— START OF RECORDS SUPPLIED —

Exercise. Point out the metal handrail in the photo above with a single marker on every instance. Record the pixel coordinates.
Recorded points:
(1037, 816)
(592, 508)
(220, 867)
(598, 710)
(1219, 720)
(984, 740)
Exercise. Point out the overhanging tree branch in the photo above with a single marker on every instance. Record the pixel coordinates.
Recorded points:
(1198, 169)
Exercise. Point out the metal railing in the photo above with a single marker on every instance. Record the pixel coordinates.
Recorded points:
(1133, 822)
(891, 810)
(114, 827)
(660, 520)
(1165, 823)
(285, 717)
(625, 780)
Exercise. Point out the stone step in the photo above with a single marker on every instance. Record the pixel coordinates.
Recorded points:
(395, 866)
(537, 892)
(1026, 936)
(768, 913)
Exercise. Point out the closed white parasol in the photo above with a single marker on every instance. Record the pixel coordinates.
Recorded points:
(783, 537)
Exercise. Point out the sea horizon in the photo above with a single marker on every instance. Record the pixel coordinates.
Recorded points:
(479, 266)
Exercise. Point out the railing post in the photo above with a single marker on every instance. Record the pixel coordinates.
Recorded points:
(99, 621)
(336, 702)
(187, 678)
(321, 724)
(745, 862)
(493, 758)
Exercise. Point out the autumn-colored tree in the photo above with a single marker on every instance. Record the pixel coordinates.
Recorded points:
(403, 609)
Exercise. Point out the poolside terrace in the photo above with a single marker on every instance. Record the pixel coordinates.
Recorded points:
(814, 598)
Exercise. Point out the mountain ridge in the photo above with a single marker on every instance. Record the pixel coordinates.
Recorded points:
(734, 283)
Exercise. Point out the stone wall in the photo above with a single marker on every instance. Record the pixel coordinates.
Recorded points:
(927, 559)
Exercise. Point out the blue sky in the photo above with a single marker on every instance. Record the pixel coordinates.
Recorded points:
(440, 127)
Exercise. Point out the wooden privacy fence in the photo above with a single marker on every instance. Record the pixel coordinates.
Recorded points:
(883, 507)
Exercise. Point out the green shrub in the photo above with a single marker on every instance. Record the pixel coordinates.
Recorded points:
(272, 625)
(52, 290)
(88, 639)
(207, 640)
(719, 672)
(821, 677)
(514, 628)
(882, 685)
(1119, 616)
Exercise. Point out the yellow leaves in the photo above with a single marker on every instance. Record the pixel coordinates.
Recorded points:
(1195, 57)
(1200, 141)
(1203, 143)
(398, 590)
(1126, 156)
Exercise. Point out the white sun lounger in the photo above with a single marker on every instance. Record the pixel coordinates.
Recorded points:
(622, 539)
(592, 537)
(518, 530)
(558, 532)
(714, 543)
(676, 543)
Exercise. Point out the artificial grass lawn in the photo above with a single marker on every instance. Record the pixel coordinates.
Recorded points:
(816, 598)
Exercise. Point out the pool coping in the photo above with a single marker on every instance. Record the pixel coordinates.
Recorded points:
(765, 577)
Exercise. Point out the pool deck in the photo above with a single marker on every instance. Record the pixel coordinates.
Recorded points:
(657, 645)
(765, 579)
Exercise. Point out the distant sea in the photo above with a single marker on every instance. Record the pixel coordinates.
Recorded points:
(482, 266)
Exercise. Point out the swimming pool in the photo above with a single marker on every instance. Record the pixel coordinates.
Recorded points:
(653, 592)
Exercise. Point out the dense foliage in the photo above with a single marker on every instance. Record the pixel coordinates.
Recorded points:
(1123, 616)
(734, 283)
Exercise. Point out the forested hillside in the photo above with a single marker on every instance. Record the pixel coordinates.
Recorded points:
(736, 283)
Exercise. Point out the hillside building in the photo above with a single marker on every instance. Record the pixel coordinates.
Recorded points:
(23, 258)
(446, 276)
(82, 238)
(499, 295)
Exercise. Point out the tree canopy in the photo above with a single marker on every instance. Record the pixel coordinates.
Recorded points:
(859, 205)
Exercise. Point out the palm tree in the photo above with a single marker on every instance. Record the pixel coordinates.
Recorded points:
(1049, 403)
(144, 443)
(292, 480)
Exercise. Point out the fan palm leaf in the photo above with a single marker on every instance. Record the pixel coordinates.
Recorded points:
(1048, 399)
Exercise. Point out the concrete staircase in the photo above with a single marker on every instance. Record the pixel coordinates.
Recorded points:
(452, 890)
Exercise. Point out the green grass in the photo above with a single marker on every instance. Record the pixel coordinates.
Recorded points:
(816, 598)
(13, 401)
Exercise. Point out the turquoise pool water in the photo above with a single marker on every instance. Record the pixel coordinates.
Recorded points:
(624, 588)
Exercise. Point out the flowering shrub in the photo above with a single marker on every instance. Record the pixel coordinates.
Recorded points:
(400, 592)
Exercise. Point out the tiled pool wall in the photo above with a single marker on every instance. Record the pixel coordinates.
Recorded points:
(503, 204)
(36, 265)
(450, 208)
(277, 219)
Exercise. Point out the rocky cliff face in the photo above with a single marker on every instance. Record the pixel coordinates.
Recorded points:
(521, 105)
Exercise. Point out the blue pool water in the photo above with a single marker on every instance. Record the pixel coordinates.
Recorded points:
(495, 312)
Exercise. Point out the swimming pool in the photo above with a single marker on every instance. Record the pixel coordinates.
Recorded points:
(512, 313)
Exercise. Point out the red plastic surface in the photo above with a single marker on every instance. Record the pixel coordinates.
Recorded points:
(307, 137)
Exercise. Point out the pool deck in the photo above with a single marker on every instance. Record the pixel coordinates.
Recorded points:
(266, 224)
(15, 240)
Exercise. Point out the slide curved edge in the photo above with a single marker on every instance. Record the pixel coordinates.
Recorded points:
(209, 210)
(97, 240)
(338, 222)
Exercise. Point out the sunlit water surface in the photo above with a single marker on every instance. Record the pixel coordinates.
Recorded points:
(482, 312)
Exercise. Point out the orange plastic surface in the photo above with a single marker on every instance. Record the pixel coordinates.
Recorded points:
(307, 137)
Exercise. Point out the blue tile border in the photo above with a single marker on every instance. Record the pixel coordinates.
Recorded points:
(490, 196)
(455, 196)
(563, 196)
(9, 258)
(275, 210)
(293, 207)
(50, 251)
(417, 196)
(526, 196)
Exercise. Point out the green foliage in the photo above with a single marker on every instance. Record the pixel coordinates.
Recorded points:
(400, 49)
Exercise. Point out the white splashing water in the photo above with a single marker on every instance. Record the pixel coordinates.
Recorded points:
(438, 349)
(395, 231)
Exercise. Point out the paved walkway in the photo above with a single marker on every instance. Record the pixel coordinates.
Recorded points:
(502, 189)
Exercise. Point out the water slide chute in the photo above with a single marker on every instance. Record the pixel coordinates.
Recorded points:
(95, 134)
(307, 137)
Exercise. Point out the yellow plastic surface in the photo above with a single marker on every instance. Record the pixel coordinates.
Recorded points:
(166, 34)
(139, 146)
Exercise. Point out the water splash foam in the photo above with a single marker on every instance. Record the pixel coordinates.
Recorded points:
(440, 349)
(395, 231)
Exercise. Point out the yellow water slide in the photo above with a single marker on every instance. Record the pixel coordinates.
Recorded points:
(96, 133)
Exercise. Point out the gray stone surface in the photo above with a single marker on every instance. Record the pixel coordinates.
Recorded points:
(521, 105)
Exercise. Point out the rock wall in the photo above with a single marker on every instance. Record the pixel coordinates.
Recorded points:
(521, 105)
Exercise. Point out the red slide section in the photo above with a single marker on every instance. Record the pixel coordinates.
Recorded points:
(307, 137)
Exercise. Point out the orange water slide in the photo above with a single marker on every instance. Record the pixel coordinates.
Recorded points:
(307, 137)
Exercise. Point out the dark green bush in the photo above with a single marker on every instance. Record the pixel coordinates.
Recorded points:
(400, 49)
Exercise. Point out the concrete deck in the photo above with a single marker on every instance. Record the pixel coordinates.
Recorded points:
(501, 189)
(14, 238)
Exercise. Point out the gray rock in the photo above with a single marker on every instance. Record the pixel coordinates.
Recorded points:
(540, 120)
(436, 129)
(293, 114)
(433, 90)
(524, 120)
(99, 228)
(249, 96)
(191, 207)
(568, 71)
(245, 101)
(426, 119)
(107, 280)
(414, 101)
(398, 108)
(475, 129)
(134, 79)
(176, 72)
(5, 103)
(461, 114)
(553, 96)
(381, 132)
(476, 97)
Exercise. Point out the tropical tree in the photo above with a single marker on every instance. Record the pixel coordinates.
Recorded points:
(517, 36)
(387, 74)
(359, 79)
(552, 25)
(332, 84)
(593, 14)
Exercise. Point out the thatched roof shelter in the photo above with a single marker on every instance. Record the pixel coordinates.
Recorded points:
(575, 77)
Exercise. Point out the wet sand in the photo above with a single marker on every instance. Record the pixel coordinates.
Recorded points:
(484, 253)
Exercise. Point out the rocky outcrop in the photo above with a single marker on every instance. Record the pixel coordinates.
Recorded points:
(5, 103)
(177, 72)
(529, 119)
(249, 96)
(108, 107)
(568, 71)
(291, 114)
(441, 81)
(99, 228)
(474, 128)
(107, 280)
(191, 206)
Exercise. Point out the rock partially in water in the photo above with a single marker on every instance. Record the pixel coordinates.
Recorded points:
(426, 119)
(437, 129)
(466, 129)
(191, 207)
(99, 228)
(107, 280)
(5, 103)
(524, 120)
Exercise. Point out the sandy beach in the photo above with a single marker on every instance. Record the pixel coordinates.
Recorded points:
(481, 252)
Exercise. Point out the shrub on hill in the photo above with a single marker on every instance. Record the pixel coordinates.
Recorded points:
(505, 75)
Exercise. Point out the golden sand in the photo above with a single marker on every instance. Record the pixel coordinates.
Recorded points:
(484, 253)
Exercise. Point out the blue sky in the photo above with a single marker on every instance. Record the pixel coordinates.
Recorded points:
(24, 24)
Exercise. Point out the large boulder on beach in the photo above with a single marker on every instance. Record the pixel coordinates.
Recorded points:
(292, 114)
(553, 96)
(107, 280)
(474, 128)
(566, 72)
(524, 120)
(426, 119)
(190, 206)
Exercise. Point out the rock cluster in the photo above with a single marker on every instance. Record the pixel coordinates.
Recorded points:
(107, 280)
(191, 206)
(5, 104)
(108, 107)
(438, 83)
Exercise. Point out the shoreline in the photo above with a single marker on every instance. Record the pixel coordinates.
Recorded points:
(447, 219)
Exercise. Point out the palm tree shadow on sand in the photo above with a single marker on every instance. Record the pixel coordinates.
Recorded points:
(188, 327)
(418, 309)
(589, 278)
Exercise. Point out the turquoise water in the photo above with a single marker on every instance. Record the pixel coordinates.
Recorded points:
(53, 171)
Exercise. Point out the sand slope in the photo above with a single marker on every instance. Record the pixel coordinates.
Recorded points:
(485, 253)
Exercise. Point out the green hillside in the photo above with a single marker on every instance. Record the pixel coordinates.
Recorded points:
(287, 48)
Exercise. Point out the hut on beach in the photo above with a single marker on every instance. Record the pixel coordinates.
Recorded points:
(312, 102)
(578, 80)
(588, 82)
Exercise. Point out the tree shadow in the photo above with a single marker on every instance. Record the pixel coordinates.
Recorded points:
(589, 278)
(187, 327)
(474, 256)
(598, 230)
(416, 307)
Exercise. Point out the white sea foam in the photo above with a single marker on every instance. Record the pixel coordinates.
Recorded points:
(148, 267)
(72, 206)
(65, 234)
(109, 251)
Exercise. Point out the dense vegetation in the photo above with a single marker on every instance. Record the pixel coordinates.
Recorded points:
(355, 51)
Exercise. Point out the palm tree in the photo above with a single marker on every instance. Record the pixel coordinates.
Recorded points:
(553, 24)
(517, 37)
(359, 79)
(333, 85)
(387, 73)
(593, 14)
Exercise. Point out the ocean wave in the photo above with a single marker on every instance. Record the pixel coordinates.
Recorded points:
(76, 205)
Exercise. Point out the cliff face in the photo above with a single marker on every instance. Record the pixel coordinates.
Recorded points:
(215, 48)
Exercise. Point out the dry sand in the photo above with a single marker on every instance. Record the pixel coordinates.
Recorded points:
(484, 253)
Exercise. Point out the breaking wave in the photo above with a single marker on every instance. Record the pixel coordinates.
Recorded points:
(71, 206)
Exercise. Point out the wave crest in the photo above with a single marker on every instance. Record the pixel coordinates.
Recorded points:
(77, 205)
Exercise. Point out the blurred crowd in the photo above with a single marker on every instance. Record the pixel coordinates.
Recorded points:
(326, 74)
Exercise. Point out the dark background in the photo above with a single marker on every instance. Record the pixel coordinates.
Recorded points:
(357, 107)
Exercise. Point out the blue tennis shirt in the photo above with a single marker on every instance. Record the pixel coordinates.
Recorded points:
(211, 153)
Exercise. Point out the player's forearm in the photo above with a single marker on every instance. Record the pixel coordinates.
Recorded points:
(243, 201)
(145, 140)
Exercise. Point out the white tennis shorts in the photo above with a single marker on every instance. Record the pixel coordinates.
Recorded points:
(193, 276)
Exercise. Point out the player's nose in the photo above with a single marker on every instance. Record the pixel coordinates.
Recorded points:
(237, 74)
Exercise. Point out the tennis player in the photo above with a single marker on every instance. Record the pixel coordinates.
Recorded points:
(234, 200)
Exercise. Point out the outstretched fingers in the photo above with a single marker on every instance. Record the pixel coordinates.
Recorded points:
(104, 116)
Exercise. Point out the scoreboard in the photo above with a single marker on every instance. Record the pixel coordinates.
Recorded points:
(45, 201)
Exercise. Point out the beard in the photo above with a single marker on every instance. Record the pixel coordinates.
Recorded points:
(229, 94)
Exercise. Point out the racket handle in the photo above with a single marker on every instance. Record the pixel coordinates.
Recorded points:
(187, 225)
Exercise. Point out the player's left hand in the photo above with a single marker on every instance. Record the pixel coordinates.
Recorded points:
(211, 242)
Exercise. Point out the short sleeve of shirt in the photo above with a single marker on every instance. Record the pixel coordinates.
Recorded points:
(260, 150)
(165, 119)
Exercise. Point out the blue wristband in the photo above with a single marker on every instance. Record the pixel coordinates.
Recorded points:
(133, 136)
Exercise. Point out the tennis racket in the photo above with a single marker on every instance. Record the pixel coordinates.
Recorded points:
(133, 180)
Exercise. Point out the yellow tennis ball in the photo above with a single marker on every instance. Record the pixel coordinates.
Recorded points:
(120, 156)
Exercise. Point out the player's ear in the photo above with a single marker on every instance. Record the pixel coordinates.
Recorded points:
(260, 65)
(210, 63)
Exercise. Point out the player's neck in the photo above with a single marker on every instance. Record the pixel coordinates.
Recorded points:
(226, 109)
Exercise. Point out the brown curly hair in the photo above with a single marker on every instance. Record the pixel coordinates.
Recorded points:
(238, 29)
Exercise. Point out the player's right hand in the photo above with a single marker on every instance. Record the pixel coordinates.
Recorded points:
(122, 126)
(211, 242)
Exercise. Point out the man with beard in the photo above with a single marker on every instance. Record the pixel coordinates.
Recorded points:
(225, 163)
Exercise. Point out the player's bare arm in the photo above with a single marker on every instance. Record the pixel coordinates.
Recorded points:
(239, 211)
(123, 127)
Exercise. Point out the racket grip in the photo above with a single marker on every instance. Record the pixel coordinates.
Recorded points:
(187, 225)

— END OF RECORDS SUPPLIED —

» YOUR GOAL:
Only the lines from the one that contains "Exercise. Point out the brown" to the end of the entries above should be given again, exactly and in full.

» ANSWER FOR THIS EXERCISE:
Exercise. Point out the brown curly hair in the photo above with a single marker on every instance. Record the pixel coordinates.
Recorded points:
(238, 29)
Exercise. Point out the player's right hand in the photo above with a single marker on every instance. Record the pixel coordinates.
Recorded points:
(122, 126)
(211, 242)
Exercise. Point out the man with beard in the photo above with a single marker on every instance. Record the pixel coordinates.
Recorded points:
(225, 163)
Exercise. Point out the player's bare arm in the photo above with a single marker on every instance. Record the pixel coordinates.
Recorded points:
(239, 211)
(123, 127)
Exercise. Point out the racket grip in the photo above with a single marker on every instance. Record the pixel coordinates.
Recorded points:
(187, 225)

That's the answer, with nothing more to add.